Stated exercise:
Reproduce all of the entries below with every instance of "Expected response body" swapped for "Sample response body" and nothing else altered.

Entries:
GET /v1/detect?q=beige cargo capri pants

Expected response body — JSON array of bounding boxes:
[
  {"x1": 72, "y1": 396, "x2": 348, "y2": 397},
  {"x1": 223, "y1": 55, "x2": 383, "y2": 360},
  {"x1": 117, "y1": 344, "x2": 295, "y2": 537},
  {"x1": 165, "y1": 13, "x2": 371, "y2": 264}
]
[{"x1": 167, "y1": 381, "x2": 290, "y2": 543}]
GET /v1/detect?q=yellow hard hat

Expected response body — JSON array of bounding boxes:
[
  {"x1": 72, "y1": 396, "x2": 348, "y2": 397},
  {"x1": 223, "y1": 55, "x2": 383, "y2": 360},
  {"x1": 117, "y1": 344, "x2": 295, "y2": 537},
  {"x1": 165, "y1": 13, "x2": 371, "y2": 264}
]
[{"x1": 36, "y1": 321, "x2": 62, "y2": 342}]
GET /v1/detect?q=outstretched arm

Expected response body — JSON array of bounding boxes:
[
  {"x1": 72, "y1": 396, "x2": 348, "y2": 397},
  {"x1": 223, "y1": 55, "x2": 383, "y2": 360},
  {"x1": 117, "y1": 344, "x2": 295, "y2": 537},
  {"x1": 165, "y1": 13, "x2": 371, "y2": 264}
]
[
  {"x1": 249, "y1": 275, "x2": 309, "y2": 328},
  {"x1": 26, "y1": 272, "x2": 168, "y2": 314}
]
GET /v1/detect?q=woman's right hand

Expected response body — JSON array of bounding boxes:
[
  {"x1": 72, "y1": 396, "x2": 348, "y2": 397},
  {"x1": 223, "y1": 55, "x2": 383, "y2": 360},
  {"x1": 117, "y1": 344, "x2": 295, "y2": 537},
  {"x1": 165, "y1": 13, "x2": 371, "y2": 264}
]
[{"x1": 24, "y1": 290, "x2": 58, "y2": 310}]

Result of this exercise:
GET /v1/detect?q=beige cargo capri pants

Sample response body — JSON array of bounding boxes:
[
  {"x1": 72, "y1": 396, "x2": 348, "y2": 397},
  {"x1": 223, "y1": 55, "x2": 383, "y2": 360},
  {"x1": 117, "y1": 344, "x2": 295, "y2": 537},
  {"x1": 165, "y1": 13, "x2": 371, "y2": 264}
]
[{"x1": 167, "y1": 381, "x2": 290, "y2": 543}]
GET /v1/detect?q=yellow hard hat

Sample response body — JSON array of bounding boxes:
[
  {"x1": 72, "y1": 396, "x2": 348, "y2": 397},
  {"x1": 223, "y1": 55, "x2": 383, "y2": 360},
  {"x1": 117, "y1": 344, "x2": 295, "y2": 537},
  {"x1": 165, "y1": 13, "x2": 371, "y2": 264}
]
[{"x1": 36, "y1": 321, "x2": 62, "y2": 342}]
GET /v1/detect?q=outstretched arm

Sample response body — JSON array of bounding boxes:
[
  {"x1": 72, "y1": 396, "x2": 348, "y2": 397},
  {"x1": 223, "y1": 55, "x2": 383, "y2": 360},
  {"x1": 117, "y1": 344, "x2": 295, "y2": 537},
  {"x1": 165, "y1": 13, "x2": 371, "y2": 264}
]
[
  {"x1": 249, "y1": 275, "x2": 309, "y2": 328},
  {"x1": 26, "y1": 272, "x2": 168, "y2": 314}
]
GET /v1/detect?q=woman's right hand

Sample response body — JSON array of bounding boxes:
[
  {"x1": 72, "y1": 396, "x2": 348, "y2": 397},
  {"x1": 223, "y1": 55, "x2": 383, "y2": 360},
  {"x1": 117, "y1": 344, "x2": 295, "y2": 537},
  {"x1": 165, "y1": 13, "x2": 371, "y2": 264}
]
[{"x1": 24, "y1": 290, "x2": 58, "y2": 310}]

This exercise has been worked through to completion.